# Texto selecionado
··········

Eles não visam apenas punir,
mas construir registros e
trabalhar em defesa do ofício da
informação e da vigilância dos
princípios deontológicos da
profissão. A tentativa de fugir
do conflito natural entre os
poderes do Estado ou da pressão
econômica, substituindo ou até
suplementando as estruturas dos
Três Poderes, principalmente do
Judiciário, já que na maioria
dos casos, o reclamante desiste
da ação judicial se consegue a
solução da queixa. Em outros
casos, o conselho permite que o
queixoso faça a reclamação e
entre ao mesmo tempo com uma
ação judicial. Já alguns não
permitem essa prática, chegando
até a cancelar a reclamação se o
reclamante entrar na Justiça.
O Minnesota News Council
<//:www.mnt.org/newscouncil> foi
fundado em 1971 pela iniciativa
dos integrantes da Associação
dos Jornais de Minnesota,
localizado no Estado de
Minnesota, ao Nordeste dos
Estados Unidos, fazendo
fronteira com o Canadá. Este
estado americano tem 4,3 milhões
de habitantes, 90 emissoras de
rádio, 22 emissoras de televisão
e 27 jornais diários, com
tiragens de até 970 mil
exemplares.
Segundo os dados do Conselho
de Minnesota, seu objetivo é
promover um jornalismo fiel,
rigoroso e confiante, criando um
fórum onde o público e a mídia
de notícia possam engajar-se um
no outro examinando padrões de
fidelidade. E para alcançá-los
buscam as mediações e os debates
públicos em audiências.

··········

# Dados a processar

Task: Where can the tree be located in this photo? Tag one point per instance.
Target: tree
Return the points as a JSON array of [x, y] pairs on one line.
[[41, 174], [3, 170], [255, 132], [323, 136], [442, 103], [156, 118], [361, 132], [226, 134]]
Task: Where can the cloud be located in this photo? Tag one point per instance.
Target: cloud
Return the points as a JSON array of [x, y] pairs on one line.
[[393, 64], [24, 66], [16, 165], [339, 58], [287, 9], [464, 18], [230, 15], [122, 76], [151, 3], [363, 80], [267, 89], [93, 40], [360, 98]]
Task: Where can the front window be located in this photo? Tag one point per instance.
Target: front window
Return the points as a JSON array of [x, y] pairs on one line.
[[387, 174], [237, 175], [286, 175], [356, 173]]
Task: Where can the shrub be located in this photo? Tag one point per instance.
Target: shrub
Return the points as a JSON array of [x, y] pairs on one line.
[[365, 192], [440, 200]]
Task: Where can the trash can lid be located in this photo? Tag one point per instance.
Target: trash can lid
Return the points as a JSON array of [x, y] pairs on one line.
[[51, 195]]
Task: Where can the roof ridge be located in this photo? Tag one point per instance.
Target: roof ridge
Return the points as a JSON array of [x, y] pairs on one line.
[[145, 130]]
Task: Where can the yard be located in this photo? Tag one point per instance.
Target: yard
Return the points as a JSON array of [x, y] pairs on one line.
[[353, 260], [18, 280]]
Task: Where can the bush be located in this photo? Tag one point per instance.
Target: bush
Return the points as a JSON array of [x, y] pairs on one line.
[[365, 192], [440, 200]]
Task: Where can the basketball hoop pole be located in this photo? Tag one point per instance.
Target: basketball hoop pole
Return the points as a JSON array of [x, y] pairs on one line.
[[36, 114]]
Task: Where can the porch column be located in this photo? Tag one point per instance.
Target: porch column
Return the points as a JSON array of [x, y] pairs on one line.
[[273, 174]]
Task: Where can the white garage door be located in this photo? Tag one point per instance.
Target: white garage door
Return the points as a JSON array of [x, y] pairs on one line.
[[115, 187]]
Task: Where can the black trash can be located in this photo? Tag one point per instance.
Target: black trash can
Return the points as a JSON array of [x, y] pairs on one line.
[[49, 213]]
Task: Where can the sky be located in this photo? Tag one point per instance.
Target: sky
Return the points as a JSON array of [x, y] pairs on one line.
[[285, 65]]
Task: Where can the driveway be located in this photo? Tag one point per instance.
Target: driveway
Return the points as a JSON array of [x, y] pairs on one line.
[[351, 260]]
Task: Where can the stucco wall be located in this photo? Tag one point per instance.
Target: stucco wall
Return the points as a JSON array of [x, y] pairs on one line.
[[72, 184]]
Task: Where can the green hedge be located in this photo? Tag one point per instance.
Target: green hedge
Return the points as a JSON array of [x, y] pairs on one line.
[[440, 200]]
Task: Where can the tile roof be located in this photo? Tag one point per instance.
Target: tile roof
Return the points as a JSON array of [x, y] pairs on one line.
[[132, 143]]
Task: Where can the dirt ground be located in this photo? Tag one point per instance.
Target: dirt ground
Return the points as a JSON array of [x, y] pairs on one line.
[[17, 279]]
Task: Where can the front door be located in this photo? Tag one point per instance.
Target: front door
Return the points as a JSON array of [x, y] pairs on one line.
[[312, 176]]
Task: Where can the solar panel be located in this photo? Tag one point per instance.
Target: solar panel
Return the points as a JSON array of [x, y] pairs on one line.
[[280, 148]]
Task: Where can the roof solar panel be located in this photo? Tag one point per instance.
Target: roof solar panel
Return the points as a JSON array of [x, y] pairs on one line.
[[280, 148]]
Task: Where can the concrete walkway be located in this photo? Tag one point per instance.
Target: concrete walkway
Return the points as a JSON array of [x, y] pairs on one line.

··········

# Pedido escrito 1
Segundo o texto selecionado, em que ano foi fundado o Minnesota News Council?
# Pedido escrito 2
Reproduza, nos registros, tudo desde a linha que contém "Task: Where can the front door" até o fim dos registros, incluindo ambas as pontas.

# Resposta completa 1
Em 1971.

# Resposta completa 2
Task: Where can the front door be located in this photo? Tag one point per instance.
Target: front door
Return the points as a JSON array of [x, y] pairs on one line.
[[312, 176]]
Task: Where can the solar panel be located in this photo? Tag one point per instance.
Target: solar panel
Return the points as a JSON array of [x, y] pairs on one line.
[[280, 148]]
Task: Where can the roof solar panel be located in this photo? Tag one point per instance.
Target: roof solar panel
Return the points as a JSON array of [x, y] pairs on one line.
[[280, 148]]
Task: Where can the concrete walkway be located in this photo? Tag one point per instance.
Target: concrete walkway
Return the points as a JSON array of [x, y] pairs on one line.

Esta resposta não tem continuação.